## Data to use
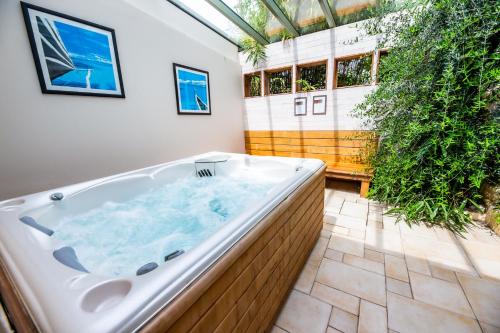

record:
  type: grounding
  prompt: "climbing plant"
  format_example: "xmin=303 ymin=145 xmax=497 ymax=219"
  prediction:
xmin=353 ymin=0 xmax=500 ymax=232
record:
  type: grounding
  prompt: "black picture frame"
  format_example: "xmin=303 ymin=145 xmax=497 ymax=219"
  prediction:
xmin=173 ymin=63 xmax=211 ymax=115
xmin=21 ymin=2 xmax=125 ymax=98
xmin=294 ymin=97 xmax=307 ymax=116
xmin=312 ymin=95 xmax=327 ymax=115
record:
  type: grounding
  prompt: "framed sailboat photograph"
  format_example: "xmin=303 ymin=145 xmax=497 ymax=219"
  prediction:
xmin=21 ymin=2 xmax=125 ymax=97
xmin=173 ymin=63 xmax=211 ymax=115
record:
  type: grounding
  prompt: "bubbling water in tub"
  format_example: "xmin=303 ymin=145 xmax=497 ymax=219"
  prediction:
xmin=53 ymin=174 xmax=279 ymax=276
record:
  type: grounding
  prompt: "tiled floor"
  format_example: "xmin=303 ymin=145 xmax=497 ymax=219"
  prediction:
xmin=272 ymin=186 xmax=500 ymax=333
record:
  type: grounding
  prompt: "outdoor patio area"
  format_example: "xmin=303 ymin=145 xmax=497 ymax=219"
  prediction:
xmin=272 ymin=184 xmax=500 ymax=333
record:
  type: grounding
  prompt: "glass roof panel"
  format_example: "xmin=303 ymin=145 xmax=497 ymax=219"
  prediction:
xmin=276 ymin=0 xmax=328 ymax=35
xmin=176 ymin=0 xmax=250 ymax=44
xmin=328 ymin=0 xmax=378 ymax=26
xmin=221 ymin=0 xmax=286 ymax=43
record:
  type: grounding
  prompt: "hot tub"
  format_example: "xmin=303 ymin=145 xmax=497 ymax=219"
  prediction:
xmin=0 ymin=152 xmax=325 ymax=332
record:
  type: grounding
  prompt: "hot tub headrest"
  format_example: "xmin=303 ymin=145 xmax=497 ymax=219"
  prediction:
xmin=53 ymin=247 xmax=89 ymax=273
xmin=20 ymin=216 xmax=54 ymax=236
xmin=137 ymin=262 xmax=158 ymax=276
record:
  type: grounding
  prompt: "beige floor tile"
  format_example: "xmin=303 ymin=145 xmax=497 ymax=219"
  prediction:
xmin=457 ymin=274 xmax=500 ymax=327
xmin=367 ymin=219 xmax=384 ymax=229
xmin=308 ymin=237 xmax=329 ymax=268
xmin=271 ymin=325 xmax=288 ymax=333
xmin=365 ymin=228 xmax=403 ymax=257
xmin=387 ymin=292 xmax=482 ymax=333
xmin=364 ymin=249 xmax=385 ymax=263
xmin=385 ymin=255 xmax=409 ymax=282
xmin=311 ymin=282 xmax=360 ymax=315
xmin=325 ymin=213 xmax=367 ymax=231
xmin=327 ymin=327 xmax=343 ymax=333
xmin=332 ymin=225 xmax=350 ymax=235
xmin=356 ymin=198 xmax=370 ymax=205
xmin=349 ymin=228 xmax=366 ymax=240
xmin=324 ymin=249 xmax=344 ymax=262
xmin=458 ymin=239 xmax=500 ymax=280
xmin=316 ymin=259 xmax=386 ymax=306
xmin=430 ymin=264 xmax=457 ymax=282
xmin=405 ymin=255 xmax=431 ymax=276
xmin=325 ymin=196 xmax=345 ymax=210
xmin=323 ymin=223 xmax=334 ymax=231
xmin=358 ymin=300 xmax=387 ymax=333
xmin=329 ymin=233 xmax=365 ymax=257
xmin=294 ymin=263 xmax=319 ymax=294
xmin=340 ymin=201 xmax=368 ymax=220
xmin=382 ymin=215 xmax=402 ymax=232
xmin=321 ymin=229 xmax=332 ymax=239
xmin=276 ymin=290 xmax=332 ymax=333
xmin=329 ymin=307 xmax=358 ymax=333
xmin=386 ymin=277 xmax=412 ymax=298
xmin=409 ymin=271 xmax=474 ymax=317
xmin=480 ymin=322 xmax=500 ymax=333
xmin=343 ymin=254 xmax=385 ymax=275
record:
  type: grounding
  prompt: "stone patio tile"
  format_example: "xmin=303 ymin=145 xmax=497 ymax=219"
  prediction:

## Work required
Copy out, from the records above, every line that holds the string "floor".

## Response to the task
  prompt: "tiled floor"
  prompt: "beige floor tile"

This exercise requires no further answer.